─── TASK INPUTS
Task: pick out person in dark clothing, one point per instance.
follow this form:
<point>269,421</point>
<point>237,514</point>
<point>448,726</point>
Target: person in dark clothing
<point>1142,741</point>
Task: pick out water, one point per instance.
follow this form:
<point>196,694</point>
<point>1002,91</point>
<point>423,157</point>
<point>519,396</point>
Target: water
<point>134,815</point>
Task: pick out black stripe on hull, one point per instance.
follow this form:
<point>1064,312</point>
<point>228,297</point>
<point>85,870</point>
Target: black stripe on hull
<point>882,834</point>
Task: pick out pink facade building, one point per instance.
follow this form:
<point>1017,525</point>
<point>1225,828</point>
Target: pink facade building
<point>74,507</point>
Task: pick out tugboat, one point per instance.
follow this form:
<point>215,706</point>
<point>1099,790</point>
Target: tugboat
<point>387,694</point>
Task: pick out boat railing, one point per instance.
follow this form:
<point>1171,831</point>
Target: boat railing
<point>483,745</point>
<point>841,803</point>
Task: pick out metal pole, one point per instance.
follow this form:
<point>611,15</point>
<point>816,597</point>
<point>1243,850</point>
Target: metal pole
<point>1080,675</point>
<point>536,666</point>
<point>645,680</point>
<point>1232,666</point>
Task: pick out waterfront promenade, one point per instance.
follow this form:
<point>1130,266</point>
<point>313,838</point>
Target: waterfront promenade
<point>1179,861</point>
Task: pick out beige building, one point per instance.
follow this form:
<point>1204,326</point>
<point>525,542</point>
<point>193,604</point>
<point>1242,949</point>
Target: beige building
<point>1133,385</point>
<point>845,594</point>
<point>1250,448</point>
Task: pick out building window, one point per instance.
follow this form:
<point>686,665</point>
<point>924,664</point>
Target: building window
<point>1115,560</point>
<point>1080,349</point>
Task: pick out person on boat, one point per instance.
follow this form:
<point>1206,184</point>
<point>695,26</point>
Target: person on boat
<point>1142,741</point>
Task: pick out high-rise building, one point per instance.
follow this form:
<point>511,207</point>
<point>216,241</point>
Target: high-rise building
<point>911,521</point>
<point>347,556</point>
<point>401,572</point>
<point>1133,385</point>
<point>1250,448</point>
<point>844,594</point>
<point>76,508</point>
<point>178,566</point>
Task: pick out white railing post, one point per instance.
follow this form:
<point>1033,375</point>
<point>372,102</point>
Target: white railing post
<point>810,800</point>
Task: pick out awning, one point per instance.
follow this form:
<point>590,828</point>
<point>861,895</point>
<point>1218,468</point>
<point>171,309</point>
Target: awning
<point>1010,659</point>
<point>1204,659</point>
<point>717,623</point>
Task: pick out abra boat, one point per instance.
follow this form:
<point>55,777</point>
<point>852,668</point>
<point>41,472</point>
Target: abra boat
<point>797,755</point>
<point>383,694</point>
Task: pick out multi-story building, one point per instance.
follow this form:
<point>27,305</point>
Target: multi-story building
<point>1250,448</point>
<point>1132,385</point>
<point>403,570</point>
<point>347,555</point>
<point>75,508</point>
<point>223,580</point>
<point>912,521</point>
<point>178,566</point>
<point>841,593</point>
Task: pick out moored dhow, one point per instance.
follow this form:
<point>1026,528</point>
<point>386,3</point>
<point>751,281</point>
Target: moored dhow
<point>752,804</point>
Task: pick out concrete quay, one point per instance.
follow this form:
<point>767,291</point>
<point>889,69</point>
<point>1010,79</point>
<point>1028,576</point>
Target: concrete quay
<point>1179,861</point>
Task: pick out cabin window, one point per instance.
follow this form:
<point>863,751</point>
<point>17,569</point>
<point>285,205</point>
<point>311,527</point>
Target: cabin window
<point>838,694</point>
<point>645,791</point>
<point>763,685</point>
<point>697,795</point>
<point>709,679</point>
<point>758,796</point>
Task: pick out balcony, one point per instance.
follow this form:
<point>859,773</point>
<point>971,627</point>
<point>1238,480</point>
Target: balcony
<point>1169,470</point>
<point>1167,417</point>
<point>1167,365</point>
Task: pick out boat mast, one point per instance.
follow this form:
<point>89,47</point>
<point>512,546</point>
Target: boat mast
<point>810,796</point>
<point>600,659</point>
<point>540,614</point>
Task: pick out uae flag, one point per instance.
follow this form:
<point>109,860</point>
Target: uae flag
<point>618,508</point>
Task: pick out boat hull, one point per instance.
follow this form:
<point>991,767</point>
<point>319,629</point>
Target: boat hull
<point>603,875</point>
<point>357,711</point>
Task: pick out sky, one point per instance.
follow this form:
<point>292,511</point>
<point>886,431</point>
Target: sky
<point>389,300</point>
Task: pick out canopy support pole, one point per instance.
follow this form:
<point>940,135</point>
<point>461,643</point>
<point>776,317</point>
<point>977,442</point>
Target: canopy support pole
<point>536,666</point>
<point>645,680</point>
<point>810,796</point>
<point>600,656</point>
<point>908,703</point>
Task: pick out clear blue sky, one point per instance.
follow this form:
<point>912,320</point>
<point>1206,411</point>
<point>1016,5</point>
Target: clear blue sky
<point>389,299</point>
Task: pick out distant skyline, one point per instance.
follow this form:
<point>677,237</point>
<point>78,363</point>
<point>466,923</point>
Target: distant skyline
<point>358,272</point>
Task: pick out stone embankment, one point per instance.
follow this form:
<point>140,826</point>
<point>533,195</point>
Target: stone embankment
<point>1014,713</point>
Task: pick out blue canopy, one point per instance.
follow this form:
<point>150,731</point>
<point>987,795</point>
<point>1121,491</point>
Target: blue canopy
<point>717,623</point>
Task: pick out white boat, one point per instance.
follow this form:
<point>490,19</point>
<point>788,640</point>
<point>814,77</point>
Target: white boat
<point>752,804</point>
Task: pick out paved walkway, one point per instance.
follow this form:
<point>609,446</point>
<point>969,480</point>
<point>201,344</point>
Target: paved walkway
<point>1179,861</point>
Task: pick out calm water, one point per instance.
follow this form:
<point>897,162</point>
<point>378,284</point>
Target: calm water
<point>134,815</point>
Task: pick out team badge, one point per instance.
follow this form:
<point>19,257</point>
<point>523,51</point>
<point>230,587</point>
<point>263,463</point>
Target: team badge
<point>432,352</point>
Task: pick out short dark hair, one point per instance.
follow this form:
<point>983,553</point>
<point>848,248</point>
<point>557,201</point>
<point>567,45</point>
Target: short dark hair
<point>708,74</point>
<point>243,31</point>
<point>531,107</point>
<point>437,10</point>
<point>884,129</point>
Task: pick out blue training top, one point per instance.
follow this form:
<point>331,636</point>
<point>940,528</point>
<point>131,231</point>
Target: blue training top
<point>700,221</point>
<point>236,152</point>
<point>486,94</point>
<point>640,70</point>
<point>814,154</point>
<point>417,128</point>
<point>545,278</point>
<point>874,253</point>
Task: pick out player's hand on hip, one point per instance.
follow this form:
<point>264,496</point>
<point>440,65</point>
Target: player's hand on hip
──────
- [PROBLEM DESCRIPTION]: Update the material above by replacing "one point per instance" with "a single point for each instance" everywhere it occurs. Leave every other part of the lines unchanged.

- [TASK OUTPUT]:
Task: pick out person in dark clothing, a single point for each instance.
follow this form:
<point>269,421</point>
<point>237,514</point>
<point>448,726</point>
Target: person in dark clothing
<point>1142,741</point>
Task: pick out water, a single point for each instance.
follow this form:
<point>196,694</point>
<point>1002,91</point>
<point>423,157</point>
<point>519,396</point>
Target: water
<point>134,815</point>
Task: pick out black stripe on hull, a single point for each instance.
follow this form:
<point>1064,312</point>
<point>228,297</point>
<point>85,870</point>
Target: black stripe on hull
<point>882,834</point>
Task: pick out pink facade building, a single point for each instance.
follow this form:
<point>1017,525</point>
<point>1225,828</point>
Target: pink facade building
<point>74,507</point>
Task: pick out tugboat, a single point for each instance.
follow this form:
<point>215,706</point>
<point>1099,790</point>
Target: tugboat
<point>387,694</point>
Task: pick out boat railing, a single point for each instance.
follow this form:
<point>1171,831</point>
Target: boat railing
<point>483,745</point>
<point>841,803</point>
Task: pick out metal pole, a single point for each instance.
follow this form:
<point>611,15</point>
<point>816,597</point>
<point>1243,850</point>
Target: metal pole
<point>1080,675</point>
<point>536,666</point>
<point>645,680</point>
<point>1232,666</point>
Task: pick out waterfront promenade, a single point for each instance.
follow this form:
<point>1130,266</point>
<point>313,838</point>
Target: waterfront promenade
<point>1179,861</point>
Task: pick out beige building, a single point for each instance.
follow this form:
<point>1204,326</point>
<point>525,542</point>
<point>193,604</point>
<point>1242,949</point>
Target: beige building
<point>1133,385</point>
<point>845,594</point>
<point>1250,448</point>
Task: pick out building window, a single point for each instance.
follow this form:
<point>686,665</point>
<point>924,664</point>
Target: building window
<point>1115,560</point>
<point>1080,349</point>
Task: pick out person on boat, a single point for each instance.
follow this form:
<point>1206,184</point>
<point>695,26</point>
Target: person on boat
<point>1142,741</point>
Task: pick out high-rise building, a single point for each instance.
follow this form:
<point>511,207</point>
<point>216,241</point>
Target: high-rise building
<point>911,521</point>
<point>347,556</point>
<point>401,572</point>
<point>1133,385</point>
<point>1250,448</point>
<point>844,594</point>
<point>76,508</point>
<point>178,566</point>
Task: pick out white railing post, a single point for each instance.
follow this form:
<point>1033,375</point>
<point>372,102</point>
Target: white railing post
<point>810,800</point>
Task: pick out awning, a single point for each instance.
follow this form:
<point>590,828</point>
<point>861,895</point>
<point>1218,468</point>
<point>171,309</point>
Target: awning
<point>1010,659</point>
<point>1204,659</point>
<point>717,623</point>
Task: pick out abra boat, a single point for each instance.
follow this form:
<point>55,777</point>
<point>852,668</point>
<point>41,472</point>
Target: abra boat
<point>797,755</point>
<point>383,694</point>
Task: pick out multi-story building, a single point for each instance.
follow this form:
<point>27,305</point>
Target: multi-story building
<point>1250,448</point>
<point>1132,385</point>
<point>403,570</point>
<point>347,555</point>
<point>75,508</point>
<point>223,580</point>
<point>912,521</point>
<point>178,566</point>
<point>841,593</point>
Task: pick out moored dhow, a single point for each instance.
follow this form:
<point>1026,528</point>
<point>386,3</point>
<point>751,281</point>
Target: moored dhow
<point>752,804</point>
Task: pick out concrete quay, a single point for each instance.
follow this form:
<point>767,291</point>
<point>889,69</point>
<point>1010,79</point>
<point>1028,576</point>
Target: concrete quay
<point>1179,861</point>
Task: pick out cabin window, a single point for each instance.
follow this form:
<point>863,751</point>
<point>17,569</point>
<point>285,205</point>
<point>311,527</point>
Target: cabin window
<point>838,694</point>
<point>645,791</point>
<point>763,685</point>
<point>697,795</point>
<point>709,679</point>
<point>758,796</point>
Task: pick out balcony, a single point for each instance.
follow this form:
<point>859,773</point>
<point>971,627</point>
<point>1238,480</point>
Target: balcony
<point>1169,470</point>
<point>1167,417</point>
<point>1167,365</point>
Task: pick out boat mast, a single point for each instance.
follow this form:
<point>89,47</point>
<point>512,546</point>
Target: boat mast
<point>810,796</point>
<point>600,659</point>
<point>540,614</point>
Task: pick out uae flag, a single point for each instance.
follow this form:
<point>109,860</point>
Target: uae flag
<point>618,508</point>
Task: pick out boat hull, a single point for each instance.
follow this form:
<point>991,767</point>
<point>319,629</point>
Target: boat hull
<point>603,875</point>
<point>357,711</point>
Task: pick out sky, a single point for each instance.
follow this form:
<point>292,511</point>
<point>886,431</point>
Target: sky
<point>389,300</point>
Task: pick out canopy support pole, a single point for each instance.
follow this form:
<point>940,135</point>
<point>461,643</point>
<point>776,317</point>
<point>977,442</point>
Target: canopy support pole
<point>536,666</point>
<point>645,680</point>
<point>810,796</point>
<point>600,656</point>
<point>908,703</point>
Task: pick out clear blue sky, a single point for each instance.
follow this form:
<point>912,320</point>
<point>1206,411</point>
<point>1016,5</point>
Target: clear blue sky
<point>389,299</point>
Task: pick out distant skyline, a single point for each instance.
follow this form:
<point>677,237</point>
<point>78,363</point>
<point>466,923</point>
Target: distant skyline
<point>358,272</point>
Task: pick out stone embankment, a single point for each instance.
follow this form:
<point>140,826</point>
<point>533,195</point>
Target: stone embankment
<point>1014,713</point>
Task: pick out blue canopy, a single point for each instance.
follow this form:
<point>150,731</point>
<point>987,795</point>
<point>1121,491</point>
Target: blue canopy
<point>717,623</point>
Task: pick out white boat, a single point for each instance.
follow this form:
<point>490,19</point>
<point>788,640</point>
<point>814,77</point>
Target: white boat
<point>752,804</point>
Task: pick out paved walkway, a single point for each instance.
follow this form:
<point>609,446</point>
<point>969,480</point>
<point>201,344</point>
Target: paved walkway
<point>1179,861</point>
Task: pick out calm water, a single point for each instance.
follow this form:
<point>897,162</point>
<point>378,284</point>
Target: calm water
<point>134,815</point>
Task: pick out team badge, a single point for each instance.
follow this form:
<point>19,257</point>
<point>523,51</point>
<point>230,587</point>
<point>263,463</point>
Target: team badge
<point>432,352</point>
Task: pick out short dark hair, a single point for each instance.
follow this form:
<point>983,553</point>
<point>848,248</point>
<point>557,201</point>
<point>567,45</point>
Target: short dark hair
<point>708,74</point>
<point>243,31</point>
<point>531,107</point>
<point>437,10</point>
<point>884,129</point>
Task: pick out blue training top, a single point for each instance.
follow this form:
<point>331,636</point>
<point>940,528</point>
<point>131,231</point>
Target: blue training top
<point>700,221</point>
<point>236,152</point>
<point>486,94</point>
<point>640,70</point>
<point>814,154</point>
<point>417,128</point>
<point>545,278</point>
<point>874,253</point>
Task: pick out player's hand on hip, a single point for each instance.
follow this form:
<point>264,496</point>
<point>440,65</point>
Target: player's hand on hip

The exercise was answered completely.